### PASSAGE FOR REVIEW
_ _ _ _ _ _ _
Microfluidic based magnetic separator for biological applications

Abstract

Macro scale magnetic separation of pure biological particles from a complex biological sample is a key technique performed in clinical and research settings. This thesis focuses on the development of a microfluidic based magnetic separator for biological applications. The work presented covers design, simulation, fabrication and testing of the magnetic separator. The magnetic separator design consists of a micron-sized channel fabricated in a biocompatible polymer, containing one inlet and three outlets. Close to the channel wall are soft permalloy elements. The external magnetic flux is provided by the permanent magnets situated on either side of the channel. Theoretical aspects of the design are discussed and special attention is paid to investigating the effects of the magnetic and fluidic forces acting within the microdevice. Fabrication of the magnetic separator was carried out in the Microsystems Engineering Centre, Heriot Watt University and at Epigem Ltd., Redcar, U.K. The manufacturing processes investigated include methods for rapid prototyping and UV-photolithography. CO2 laser ablation and powder blasting of PMMA were investigated as rapid prototyping techniques. Using UV-photolithography magnetic separators were realised in PDMS and in SU-8. Soft permalloy elements were fabricated using UV-LIGA and the correct permalloy ratio (Ni80Fe20) evaluated. Ultimately three magnetic separation systems have been successfully fabricated based on the different fabrication approaches. Magnetic separation on chip was successfully demonstrated for all three devices fabricated. Flow cytometry a highly accurate method of particle counting and analysis was used to verify the separation efficiency. Experimental testing results have shown that magnetic and non-magnetic beads can be separated with high efficiency.
_ _ _ _ _ _ _
### GIVEN INFORMATION

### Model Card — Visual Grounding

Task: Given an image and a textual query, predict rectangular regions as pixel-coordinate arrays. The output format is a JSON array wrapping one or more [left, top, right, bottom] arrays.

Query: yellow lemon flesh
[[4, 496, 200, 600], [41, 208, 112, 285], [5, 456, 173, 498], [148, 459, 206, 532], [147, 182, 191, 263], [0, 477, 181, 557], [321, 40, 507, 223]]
_ _ _ _ _ _ _
### WHAT YOU HAVE TO DO
According to the magnetic separator abstract, why was flow cytometry used, and what makes it suited to that job? Answer in one to three sentences.

### ANSWER TO THIS TASK
Flow cytometry was used to verify the separation efficiency of the magnetic separators. The abstract calls it a highly accurate method of particle counting and analysis.